-- BEGIN Data lines --

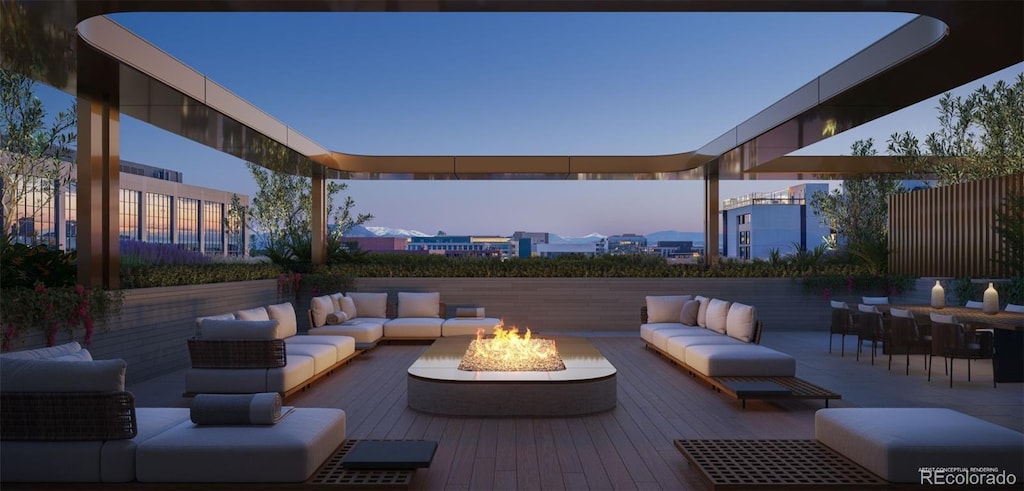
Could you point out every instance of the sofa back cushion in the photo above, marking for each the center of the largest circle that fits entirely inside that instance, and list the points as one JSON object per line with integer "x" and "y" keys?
{"x": 741, "y": 322}
{"x": 285, "y": 315}
{"x": 419, "y": 304}
{"x": 689, "y": 313}
{"x": 369, "y": 304}
{"x": 665, "y": 308}
{"x": 24, "y": 375}
{"x": 258, "y": 314}
{"x": 717, "y": 316}
{"x": 321, "y": 307}
{"x": 44, "y": 353}
{"x": 216, "y": 329}
{"x": 702, "y": 312}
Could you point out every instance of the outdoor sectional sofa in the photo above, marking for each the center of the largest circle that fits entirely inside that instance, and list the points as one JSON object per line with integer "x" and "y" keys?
{"x": 369, "y": 318}
{"x": 259, "y": 351}
{"x": 719, "y": 341}
{"x": 68, "y": 418}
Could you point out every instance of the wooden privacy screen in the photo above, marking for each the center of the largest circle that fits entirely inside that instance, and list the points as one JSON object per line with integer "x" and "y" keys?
{"x": 949, "y": 231}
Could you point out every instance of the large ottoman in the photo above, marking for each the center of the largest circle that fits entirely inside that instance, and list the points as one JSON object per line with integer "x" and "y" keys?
{"x": 922, "y": 445}
{"x": 459, "y": 326}
{"x": 287, "y": 452}
{"x": 739, "y": 360}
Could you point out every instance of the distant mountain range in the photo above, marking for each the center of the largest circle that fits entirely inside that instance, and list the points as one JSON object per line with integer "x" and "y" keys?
{"x": 652, "y": 238}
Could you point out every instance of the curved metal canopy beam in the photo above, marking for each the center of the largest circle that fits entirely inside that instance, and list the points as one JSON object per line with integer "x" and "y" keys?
{"x": 951, "y": 43}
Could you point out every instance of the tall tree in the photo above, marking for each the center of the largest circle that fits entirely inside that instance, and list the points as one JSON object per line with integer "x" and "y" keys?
{"x": 32, "y": 154}
{"x": 979, "y": 136}
{"x": 282, "y": 209}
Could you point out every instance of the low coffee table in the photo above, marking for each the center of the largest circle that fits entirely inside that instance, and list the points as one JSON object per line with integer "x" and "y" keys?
{"x": 381, "y": 454}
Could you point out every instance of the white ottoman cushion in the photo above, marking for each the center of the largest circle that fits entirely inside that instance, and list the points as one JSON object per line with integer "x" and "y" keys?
{"x": 676, "y": 345}
{"x": 343, "y": 345}
{"x": 287, "y": 452}
{"x": 412, "y": 327}
{"x": 463, "y": 326}
{"x": 896, "y": 443}
{"x": 739, "y": 360}
{"x": 659, "y": 338}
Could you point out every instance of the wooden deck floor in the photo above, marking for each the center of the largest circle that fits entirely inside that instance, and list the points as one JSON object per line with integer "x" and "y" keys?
{"x": 631, "y": 446}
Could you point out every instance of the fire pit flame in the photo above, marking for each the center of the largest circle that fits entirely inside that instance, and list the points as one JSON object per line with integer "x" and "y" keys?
{"x": 508, "y": 352}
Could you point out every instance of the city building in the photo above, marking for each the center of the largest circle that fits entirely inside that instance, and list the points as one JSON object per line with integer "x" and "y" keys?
{"x": 756, "y": 223}
{"x": 461, "y": 245}
{"x": 523, "y": 244}
{"x": 627, "y": 244}
{"x": 555, "y": 250}
{"x": 155, "y": 206}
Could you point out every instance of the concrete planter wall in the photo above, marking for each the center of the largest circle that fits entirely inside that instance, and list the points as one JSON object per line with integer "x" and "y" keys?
{"x": 155, "y": 323}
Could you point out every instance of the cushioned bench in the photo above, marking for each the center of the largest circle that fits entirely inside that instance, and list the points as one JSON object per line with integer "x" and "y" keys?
{"x": 899, "y": 444}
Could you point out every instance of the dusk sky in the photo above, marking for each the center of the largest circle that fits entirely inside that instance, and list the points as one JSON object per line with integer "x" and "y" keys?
{"x": 511, "y": 84}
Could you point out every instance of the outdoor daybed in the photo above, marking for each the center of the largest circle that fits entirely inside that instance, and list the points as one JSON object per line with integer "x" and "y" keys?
{"x": 258, "y": 351}
{"x": 719, "y": 341}
{"x": 369, "y": 318}
{"x": 68, "y": 418}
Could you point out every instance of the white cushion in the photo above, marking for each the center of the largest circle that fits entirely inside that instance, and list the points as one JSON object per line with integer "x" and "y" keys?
{"x": 336, "y": 298}
{"x": 257, "y": 314}
{"x": 222, "y": 317}
{"x": 688, "y": 315}
{"x": 659, "y": 338}
{"x": 463, "y": 326}
{"x": 665, "y": 308}
{"x": 59, "y": 376}
{"x": 702, "y": 312}
{"x": 741, "y": 322}
{"x": 325, "y": 356}
{"x": 363, "y": 332}
{"x": 676, "y": 345}
{"x": 739, "y": 360}
{"x": 336, "y": 318}
{"x": 217, "y": 329}
{"x": 321, "y": 307}
{"x": 287, "y": 452}
{"x": 413, "y": 327}
{"x": 718, "y": 315}
{"x": 284, "y": 314}
{"x": 369, "y": 304}
{"x": 348, "y": 307}
{"x": 44, "y": 353}
{"x": 79, "y": 356}
{"x": 419, "y": 304}
{"x": 895, "y": 443}
{"x": 343, "y": 345}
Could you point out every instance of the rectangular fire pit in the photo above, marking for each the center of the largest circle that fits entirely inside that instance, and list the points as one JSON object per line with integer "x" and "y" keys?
{"x": 587, "y": 384}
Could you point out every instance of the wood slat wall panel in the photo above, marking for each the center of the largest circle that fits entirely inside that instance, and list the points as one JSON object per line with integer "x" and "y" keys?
{"x": 949, "y": 231}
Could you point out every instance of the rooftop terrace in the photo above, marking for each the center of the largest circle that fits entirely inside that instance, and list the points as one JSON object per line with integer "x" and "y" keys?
{"x": 631, "y": 446}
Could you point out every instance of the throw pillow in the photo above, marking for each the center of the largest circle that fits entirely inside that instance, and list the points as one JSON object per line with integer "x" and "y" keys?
{"x": 718, "y": 313}
{"x": 348, "y": 307}
{"x": 688, "y": 315}
{"x": 419, "y": 304}
{"x": 741, "y": 322}
{"x": 665, "y": 308}
{"x": 258, "y": 314}
{"x": 370, "y": 304}
{"x": 321, "y": 307}
{"x": 285, "y": 315}
{"x": 702, "y": 313}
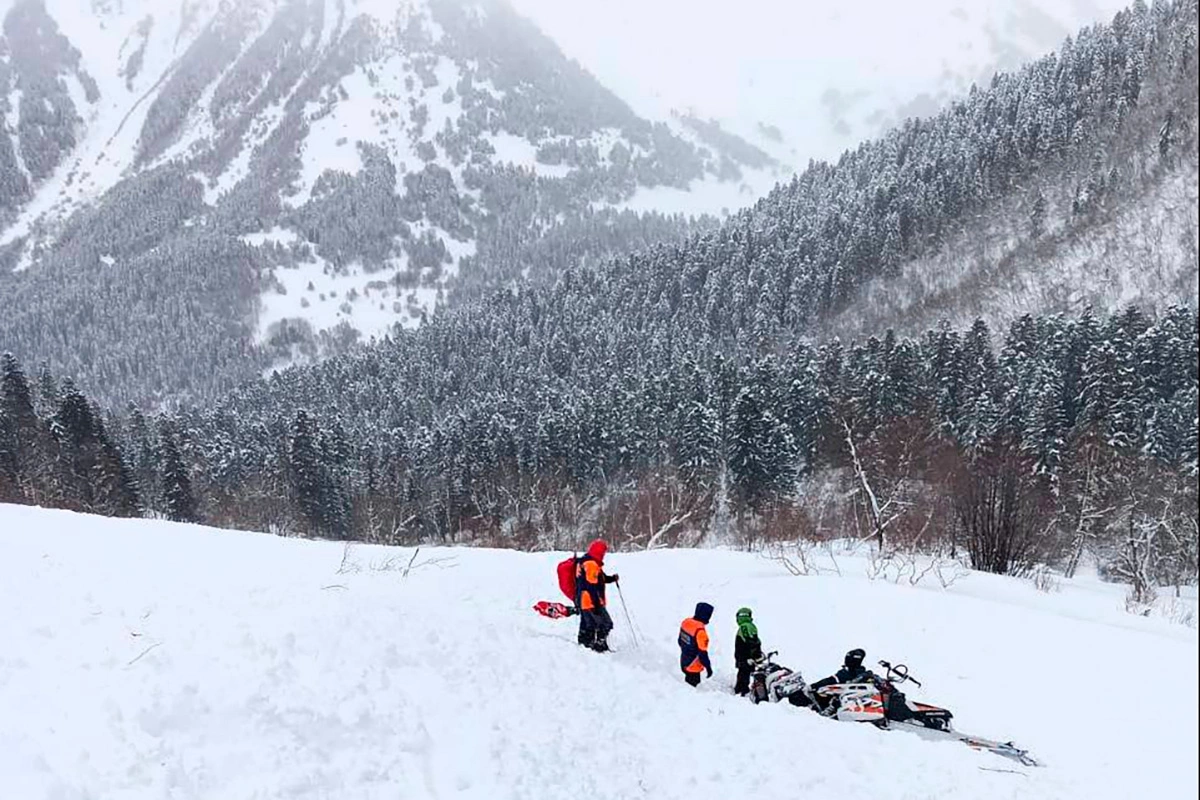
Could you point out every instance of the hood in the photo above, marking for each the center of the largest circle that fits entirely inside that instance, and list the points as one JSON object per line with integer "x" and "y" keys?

-- END Data lines --

# Problem to work on
Reproduce word for word the lines running from the line with "Could you point out every instance of the wood slat" through the end of the data, both included, and nothing else; leave out the pictures.

# Final answer
Could you point out every instance of the wood slat wall panel in the photo above, marking for each the center of the largest circle that fits entirely inside that instance, and list the points as one JSON object per line with integer "x" and "y" keys?
{"x": 949, "y": 231}
Could you point out every instance of the rooftop terrace in the photo above, marking for each the center of the largest circle that fits entirely inside that instance, and list the points as one JSON object per line with integer "x" and "y" keys?
{"x": 631, "y": 446}
Could you point out every instance of the throw pillow in the photo above, marking for each the center of the largest circle that fits entirely inside that instance, and list the points as one JSON object per line with integer "x" and "y" keys?
{"x": 718, "y": 313}
{"x": 348, "y": 307}
{"x": 688, "y": 315}
{"x": 419, "y": 304}
{"x": 741, "y": 322}
{"x": 665, "y": 308}
{"x": 258, "y": 314}
{"x": 370, "y": 304}
{"x": 321, "y": 307}
{"x": 285, "y": 315}
{"x": 702, "y": 313}
Could you point out every instance of the hood in the photo above, marking for each the center of the largest circle that fits entirely inside that instance, and list the points as one JSON object per line with integer "x" and "y" keys?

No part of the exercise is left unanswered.